**DATA RECORDS**
· · ·

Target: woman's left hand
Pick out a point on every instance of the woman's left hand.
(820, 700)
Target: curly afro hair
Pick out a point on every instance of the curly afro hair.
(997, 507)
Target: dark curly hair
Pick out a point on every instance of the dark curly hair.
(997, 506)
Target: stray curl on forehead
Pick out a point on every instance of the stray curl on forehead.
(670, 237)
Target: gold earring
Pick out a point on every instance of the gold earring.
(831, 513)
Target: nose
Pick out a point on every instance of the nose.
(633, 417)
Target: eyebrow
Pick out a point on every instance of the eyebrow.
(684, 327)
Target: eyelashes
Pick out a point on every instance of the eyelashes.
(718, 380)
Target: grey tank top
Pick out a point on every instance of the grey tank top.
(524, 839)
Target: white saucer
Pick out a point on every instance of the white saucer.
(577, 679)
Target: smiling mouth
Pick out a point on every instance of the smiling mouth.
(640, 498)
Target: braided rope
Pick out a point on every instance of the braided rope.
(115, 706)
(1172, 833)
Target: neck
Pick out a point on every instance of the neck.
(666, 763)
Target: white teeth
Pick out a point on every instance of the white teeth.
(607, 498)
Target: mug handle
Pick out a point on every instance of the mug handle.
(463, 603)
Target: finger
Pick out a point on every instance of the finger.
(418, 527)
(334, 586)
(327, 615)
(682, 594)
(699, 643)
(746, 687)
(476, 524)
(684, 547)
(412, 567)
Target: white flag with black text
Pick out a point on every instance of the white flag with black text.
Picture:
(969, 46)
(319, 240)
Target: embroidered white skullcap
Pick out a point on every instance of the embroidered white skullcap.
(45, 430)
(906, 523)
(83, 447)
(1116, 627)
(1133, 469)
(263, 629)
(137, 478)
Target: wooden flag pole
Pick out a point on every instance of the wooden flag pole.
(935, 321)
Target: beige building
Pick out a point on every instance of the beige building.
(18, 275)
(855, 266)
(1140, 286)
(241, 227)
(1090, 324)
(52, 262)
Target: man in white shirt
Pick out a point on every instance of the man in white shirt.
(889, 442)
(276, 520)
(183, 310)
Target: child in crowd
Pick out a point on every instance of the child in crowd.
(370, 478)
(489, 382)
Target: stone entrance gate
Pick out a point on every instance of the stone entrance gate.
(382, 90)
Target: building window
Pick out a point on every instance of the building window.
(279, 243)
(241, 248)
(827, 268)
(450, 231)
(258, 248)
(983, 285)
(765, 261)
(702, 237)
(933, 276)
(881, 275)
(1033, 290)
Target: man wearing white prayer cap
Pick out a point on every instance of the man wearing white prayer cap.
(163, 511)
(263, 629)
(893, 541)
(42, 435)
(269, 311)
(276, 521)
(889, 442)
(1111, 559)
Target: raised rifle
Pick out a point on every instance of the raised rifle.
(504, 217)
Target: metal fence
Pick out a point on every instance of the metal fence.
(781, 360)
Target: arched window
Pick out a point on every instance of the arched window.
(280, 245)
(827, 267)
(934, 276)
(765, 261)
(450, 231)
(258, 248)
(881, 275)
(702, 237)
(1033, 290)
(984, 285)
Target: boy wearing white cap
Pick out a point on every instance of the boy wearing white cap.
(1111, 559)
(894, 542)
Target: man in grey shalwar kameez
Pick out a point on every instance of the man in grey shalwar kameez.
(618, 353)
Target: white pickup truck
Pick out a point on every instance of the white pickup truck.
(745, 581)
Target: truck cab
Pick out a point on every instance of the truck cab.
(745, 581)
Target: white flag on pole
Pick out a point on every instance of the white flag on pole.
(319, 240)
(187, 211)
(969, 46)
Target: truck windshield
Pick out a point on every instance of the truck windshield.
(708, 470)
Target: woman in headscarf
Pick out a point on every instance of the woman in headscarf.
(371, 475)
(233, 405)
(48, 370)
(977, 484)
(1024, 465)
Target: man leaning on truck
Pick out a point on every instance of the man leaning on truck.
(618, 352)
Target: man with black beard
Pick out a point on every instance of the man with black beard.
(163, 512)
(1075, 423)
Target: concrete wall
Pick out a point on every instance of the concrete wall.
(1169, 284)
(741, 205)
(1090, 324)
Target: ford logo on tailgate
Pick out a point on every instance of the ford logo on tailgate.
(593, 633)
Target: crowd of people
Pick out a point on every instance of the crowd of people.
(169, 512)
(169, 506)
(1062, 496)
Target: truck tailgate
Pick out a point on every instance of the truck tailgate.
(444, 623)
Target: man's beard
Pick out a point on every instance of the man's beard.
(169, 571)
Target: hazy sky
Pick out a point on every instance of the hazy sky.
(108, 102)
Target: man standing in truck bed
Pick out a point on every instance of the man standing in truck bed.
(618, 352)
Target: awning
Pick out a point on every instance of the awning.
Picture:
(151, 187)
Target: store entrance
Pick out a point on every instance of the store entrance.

· · ·

**YOUR TASK**
Rewrite all of the entries above as a numbered list, leaving out any blank lines.

**EXPECTED ANSWER**
1. Target: woman's left hand
2. Pick out a point on every instance of the woman's left hand.
3. (820, 700)
4. Target: curly afro hair
5. Pick out a point on every instance of the curly afro hair.
6. (997, 507)
7. Target: dark curly hair
8. Pick out a point on every instance of the dark curly hair.
9. (997, 506)
10. Target: stray curl on forehead
11. Pick out a point on every instance of the stray curl on forehead.
12. (670, 237)
13. Target: gold earring
14. Pick out a point on every instance of the gold earring.
15. (831, 513)
16. Target: nose
17. Pick out a point on every instance of the nose.
18. (633, 417)
19. Target: eyebrow
20. Pick out a point on every instance of the eyebrow.
21. (684, 327)
22. Target: eyelashes
23. Pick out a point on every instance of the eyelashes.
24. (718, 380)
25. Target: grey tank top
26. Pick out a point on every instance of the grey tank top.
27. (524, 839)
28. Target: white saucer
29. Pick out a point on every instance of the white saucer.
30. (577, 679)
31. Target: smiling mouth
32. Pick out a point on every instance of the smiling mouth.
33. (640, 498)
34. Target: braided rope
35. Pick out a point on every instance of the braided rope.
36. (115, 706)
37. (1172, 833)
38. Target: neck
39. Pick out a point on every instance of the neck.
40. (666, 763)
41. Target: white teeth
42. Pick out a point on every instance of the white teeth.
43. (607, 498)
44. Target: mug handle
45. Pick out a point on every instance of the mug handle.
46. (463, 603)
47. Target: finger
48. Pick out a point on every instance of the finger.
49. (418, 527)
50. (334, 586)
51. (327, 615)
52. (682, 594)
53. (699, 643)
54. (746, 687)
55. (476, 524)
56. (684, 547)
57. (412, 567)
58. Target: white flag with black text
59. Pick out a point on every instance of the white flag with black text.
60. Picture:
61. (969, 46)
62. (319, 240)
63. Target: embroidered white skullcap
64. Pick out a point on every instance of the embroidered white skullcap.
65. (45, 430)
66. (906, 523)
67. (83, 447)
68. (1116, 627)
69. (1133, 469)
70. (263, 629)
71. (137, 478)
72. Target: wooden flag pole
73. Pick out a point on every instance of the wooden flag pole.
74. (935, 321)
75. Target: beige building
76. Pick out a point on every instance of the beige building.
77. (18, 275)
78. (855, 266)
79. (1140, 286)
80. (241, 227)
81. (1090, 324)
82. (52, 262)
83. Target: man in white shirt
84. Pick out a point on every instance of the man in white shirt.
85. (889, 442)
86. (276, 520)
87. (183, 310)
88. Target: child in crowd
89. Pick out a point on every instance of the child in crowd.
90. (370, 478)
91. (489, 382)
92. Target: stone entrance gate
93. Pick out a point on every instance of the stone entrance gate.
94. (382, 90)
95. Target: building window
96. Pick out a point on every instance of the building window.
97. (279, 243)
98. (241, 248)
99. (827, 268)
100. (450, 231)
101. (258, 248)
102. (983, 285)
103. (765, 261)
104. (702, 237)
105. (933, 276)
106. (881, 275)
107. (1033, 290)
108. Target: man wearing white prayer cap
109. Pick out a point on every instance of the man wearing white prayer cap.
110. (163, 511)
111. (263, 629)
112. (893, 541)
113. (42, 435)
114. (269, 311)
115. (276, 521)
116. (889, 442)
117. (1111, 559)
118. Target: raised rifle
119. Pick out a point on every instance of the raised rifle.
120. (504, 217)
121. Target: metal fence
122. Pick out a point on every instance of the metal fence.
123. (781, 360)
124. Target: arched window
125. Pick out a point on every instance of the arched window.
126. (280, 245)
127. (827, 267)
128. (934, 276)
129. (765, 261)
130. (450, 231)
131. (258, 248)
132. (881, 275)
133. (702, 237)
134. (1033, 290)
135. (984, 285)
136. Target: boy wearing white cap
137. Pick out a point on every instance of the boy wearing white cap.
138. (1111, 559)
139. (894, 542)
140. Target: man in grey shalwar kameez
141. Pick out a point on every instance of the man in grey shalwar kameez.
142. (618, 353)
143. Target: white pickup truck
144. Pick out a point on every instance of the white pickup truck.
145. (745, 581)
146. Target: truck cab
147. Pick out a point on every instance of the truck cab.
148. (745, 581)
149. Target: white flag on pole
150. Pick out a point on every instance of the white flag on pole.
151. (319, 240)
152. (187, 211)
153. (969, 46)
154. Target: truck windshield
155. Pick out a point on every instance of the truck windshield.
156. (708, 470)
157. Target: woman in headscarf
158. Pick out a point on every instance of the woman in headscarf.
159. (371, 475)
160. (233, 405)
161. (48, 370)
162. (977, 484)
163. (1024, 465)
164. Target: man leaning on truck
165. Pick out a point on every instance of the man leaning on truck.
166. (618, 352)
167. Target: man with black beard
168. Pick out a point on every instance of the man with black beard.
169. (163, 512)
170. (1075, 423)
171. Target: concrete wall
172. Pick out a point on every instance of the concrete wall.
173. (1169, 284)
174. (741, 205)
175. (1090, 324)
176. Target: ford logo on tailgate
177. Pick out a point on every instance of the ford logo on tailgate.
178. (593, 633)
179. Target: crowd of people
180. Pick out a point on every instance of the crowd of people.
181. (169, 512)
182. (169, 506)
183. (1062, 496)
184. Target: truck tailgate
185. Pick out a point on every instance of the truck tailgate.
186. (444, 623)
187. Target: man's beard
188. Pick out a point on every instance of the man's beard.
189. (169, 571)
190. Target: hazy sky
191. Pick out a point on every instance of the hazy sky.
192. (108, 102)
193. Target: man standing in truck bed
194. Pick out a point on every instance of the man standing in truck bed.
195. (618, 352)
196. Target: awning
197. Pick out a point on every instance of the awning.
198. Picture:
199. (151, 187)
200. Target: store entrance
201. Pick out a point on every instance of the store entrance.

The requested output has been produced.